### [Directions for this task]
Beginning at the line with "Put a dot on each instance of the scissors finger", output each line to the end of the listing below exactly, please.

:: Data shown

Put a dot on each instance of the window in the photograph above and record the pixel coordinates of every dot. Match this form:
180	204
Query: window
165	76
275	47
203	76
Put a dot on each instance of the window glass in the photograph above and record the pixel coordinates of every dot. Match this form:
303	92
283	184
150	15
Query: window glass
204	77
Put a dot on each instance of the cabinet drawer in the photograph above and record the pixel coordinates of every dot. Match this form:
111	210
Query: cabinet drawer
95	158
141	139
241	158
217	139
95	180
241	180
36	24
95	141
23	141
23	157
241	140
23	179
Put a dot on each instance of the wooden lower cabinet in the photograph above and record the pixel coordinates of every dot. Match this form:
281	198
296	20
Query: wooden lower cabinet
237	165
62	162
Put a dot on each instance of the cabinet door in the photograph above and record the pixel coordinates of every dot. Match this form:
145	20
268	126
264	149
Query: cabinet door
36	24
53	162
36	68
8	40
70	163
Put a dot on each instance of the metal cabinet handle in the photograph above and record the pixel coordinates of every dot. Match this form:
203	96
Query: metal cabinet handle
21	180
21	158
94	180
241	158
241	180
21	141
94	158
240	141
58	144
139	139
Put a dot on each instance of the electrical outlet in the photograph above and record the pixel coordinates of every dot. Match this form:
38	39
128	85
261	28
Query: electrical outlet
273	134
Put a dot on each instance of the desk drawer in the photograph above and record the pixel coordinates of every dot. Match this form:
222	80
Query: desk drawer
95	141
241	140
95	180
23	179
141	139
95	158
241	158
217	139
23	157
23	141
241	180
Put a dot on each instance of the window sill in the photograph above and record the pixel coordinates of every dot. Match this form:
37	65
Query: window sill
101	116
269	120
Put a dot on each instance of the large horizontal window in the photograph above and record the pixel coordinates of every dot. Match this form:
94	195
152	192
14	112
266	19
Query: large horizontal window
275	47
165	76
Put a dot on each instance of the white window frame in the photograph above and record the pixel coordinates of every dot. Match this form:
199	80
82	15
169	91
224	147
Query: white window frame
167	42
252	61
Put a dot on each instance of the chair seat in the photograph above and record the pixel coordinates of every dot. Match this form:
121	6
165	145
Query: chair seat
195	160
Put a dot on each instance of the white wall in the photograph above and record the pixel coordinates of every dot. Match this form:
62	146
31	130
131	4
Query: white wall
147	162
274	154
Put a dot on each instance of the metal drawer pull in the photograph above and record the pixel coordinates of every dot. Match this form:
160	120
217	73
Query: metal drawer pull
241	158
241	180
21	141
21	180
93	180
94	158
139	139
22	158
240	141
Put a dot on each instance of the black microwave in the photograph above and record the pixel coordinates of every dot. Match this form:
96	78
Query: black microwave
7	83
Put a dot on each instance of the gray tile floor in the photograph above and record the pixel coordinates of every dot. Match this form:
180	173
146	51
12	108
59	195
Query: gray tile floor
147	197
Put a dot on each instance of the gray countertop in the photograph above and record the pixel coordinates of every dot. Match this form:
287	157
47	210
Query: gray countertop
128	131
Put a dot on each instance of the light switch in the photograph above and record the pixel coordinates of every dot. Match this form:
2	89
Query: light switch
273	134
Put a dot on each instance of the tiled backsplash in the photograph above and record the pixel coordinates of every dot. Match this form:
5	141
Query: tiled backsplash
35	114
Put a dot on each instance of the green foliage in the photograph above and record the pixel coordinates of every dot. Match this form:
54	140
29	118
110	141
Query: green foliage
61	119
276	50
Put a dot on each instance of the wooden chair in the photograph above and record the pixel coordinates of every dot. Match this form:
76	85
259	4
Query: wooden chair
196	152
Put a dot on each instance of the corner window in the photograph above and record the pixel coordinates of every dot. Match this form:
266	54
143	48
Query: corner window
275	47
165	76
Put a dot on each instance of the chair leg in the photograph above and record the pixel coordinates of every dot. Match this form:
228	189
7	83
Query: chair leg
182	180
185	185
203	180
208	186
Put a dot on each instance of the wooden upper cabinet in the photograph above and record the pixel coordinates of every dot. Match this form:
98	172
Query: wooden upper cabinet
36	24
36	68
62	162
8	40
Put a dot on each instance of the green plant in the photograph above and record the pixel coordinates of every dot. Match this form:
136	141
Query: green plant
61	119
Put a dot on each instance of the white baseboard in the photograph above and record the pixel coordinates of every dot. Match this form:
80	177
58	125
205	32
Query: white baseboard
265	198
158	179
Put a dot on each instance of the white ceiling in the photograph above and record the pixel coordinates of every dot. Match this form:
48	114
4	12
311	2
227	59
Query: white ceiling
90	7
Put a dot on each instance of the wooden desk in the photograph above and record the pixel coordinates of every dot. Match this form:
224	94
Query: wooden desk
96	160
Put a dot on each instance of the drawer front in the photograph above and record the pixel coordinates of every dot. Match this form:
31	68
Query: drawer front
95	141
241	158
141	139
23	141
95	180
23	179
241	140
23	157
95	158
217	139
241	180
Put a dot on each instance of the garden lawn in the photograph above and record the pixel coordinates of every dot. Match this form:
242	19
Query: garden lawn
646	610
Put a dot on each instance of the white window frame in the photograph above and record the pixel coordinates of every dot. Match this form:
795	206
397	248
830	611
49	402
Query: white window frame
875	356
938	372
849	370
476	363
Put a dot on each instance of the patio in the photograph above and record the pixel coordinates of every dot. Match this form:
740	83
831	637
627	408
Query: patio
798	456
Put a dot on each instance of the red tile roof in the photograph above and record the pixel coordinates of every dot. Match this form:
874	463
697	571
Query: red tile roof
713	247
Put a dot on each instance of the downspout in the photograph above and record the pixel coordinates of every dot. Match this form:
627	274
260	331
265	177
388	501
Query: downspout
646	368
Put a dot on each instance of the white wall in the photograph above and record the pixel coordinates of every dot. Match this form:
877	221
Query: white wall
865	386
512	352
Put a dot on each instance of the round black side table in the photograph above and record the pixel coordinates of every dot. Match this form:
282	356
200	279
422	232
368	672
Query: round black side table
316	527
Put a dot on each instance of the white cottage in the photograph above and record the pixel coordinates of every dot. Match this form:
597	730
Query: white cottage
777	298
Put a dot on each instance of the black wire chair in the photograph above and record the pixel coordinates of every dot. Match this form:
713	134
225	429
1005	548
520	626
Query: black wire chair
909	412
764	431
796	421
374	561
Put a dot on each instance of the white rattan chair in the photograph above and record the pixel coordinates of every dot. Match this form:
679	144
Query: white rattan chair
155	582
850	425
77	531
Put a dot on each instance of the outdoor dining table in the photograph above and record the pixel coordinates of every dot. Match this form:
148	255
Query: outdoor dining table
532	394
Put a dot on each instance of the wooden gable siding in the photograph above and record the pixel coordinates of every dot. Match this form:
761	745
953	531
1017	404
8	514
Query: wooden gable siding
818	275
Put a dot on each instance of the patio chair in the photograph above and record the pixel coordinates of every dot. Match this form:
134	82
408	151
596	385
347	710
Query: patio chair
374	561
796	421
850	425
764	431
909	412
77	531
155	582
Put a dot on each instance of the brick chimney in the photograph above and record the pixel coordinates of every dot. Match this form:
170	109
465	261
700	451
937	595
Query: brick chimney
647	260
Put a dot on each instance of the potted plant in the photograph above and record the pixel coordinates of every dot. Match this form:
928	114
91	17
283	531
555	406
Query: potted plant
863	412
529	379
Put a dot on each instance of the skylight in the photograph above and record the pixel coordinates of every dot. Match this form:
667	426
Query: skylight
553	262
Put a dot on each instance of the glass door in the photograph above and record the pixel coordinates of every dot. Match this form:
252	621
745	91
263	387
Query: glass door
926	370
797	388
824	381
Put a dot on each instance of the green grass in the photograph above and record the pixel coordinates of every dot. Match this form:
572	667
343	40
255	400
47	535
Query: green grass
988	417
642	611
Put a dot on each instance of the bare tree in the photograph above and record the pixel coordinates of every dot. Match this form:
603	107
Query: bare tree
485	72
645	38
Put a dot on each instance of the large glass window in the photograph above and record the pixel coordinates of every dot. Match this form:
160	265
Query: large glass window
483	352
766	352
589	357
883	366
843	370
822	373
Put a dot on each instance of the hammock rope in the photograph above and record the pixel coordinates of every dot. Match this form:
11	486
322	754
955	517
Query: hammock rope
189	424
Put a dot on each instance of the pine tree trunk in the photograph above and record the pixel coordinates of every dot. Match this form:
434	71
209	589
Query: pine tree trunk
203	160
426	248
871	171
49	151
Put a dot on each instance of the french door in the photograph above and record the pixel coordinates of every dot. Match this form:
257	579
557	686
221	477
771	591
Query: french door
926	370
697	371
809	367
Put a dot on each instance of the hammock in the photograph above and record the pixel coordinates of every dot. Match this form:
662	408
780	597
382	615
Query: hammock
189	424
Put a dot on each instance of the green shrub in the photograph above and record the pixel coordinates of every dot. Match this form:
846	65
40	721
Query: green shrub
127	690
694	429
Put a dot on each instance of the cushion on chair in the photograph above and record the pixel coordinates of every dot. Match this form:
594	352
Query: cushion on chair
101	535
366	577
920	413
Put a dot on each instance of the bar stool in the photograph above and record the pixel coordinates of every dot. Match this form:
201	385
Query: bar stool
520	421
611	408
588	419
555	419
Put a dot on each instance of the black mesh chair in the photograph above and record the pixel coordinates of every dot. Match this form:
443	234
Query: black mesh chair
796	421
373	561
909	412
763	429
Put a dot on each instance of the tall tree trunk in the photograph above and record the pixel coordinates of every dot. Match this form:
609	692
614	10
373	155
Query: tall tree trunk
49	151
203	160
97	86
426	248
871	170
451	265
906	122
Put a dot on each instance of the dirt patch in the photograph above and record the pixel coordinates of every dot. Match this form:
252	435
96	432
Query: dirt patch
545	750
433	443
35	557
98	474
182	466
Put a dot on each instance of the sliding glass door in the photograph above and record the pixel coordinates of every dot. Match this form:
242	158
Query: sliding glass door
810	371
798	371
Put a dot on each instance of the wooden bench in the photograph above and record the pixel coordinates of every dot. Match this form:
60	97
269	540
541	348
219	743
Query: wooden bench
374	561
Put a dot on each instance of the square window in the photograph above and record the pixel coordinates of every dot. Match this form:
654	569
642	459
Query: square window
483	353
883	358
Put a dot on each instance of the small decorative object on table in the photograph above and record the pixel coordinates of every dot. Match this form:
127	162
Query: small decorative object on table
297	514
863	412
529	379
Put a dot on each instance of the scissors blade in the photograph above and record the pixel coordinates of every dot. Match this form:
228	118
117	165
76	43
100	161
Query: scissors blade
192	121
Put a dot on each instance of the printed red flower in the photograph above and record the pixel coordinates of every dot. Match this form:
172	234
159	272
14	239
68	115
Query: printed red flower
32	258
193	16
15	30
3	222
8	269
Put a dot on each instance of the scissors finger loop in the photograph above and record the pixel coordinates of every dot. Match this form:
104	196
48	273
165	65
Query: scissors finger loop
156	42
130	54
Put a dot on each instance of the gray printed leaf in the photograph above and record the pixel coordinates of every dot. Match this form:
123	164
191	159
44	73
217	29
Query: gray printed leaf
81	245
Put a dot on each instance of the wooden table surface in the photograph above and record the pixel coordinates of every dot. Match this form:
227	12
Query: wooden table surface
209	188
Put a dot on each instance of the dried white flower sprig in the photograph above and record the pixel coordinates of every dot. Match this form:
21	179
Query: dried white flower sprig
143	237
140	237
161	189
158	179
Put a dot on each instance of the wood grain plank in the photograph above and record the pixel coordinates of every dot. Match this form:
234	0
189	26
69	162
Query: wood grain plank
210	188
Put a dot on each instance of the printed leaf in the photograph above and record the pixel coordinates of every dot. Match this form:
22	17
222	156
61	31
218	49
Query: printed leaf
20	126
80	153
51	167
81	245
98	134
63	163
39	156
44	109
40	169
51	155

::::

### [Answer to the task]
Put a dot on each instance of the scissors finger loop in the photograph above and record the pixel coordinates of every dot. Match this form:
104	196
48	273
165	65
Query: scissors finger loop
156	42
130	54
Put a dot on each instance of the gray printed leaf in the photograph above and record the pixel coordinates of every dot. Match this form:
123	164
191	159
44	73
217	29
Query: gray printed leaf
81	245
Put a dot on each instance of the wooden table surface in the photograph above and record the pixel coordinates of every dot. Match this form:
227	12
Query: wooden table surface
209	188
Put a dot on each instance of the dried white flower sprig in the photograph above and record the pixel coordinates of every dot. Match this form:
21	179
Query: dried white flower sprig
143	237
140	237
161	189
158	179
Put a dot on each instance of the wood grain plank in the photograph above and record the pixel coordinates of every dot. Match this form:
234	0
189	26
69	162
Query: wood grain plank
210	188
Put a dot on each instance of the printed leaf in the photograph above and record the pixel coordinates of every dot. Match this form:
22	17
222	156
61	31
218	49
Query: printed leaf
20	126
80	153
51	167
81	245
98	134
63	163
39	156
44	109
40	169
51	155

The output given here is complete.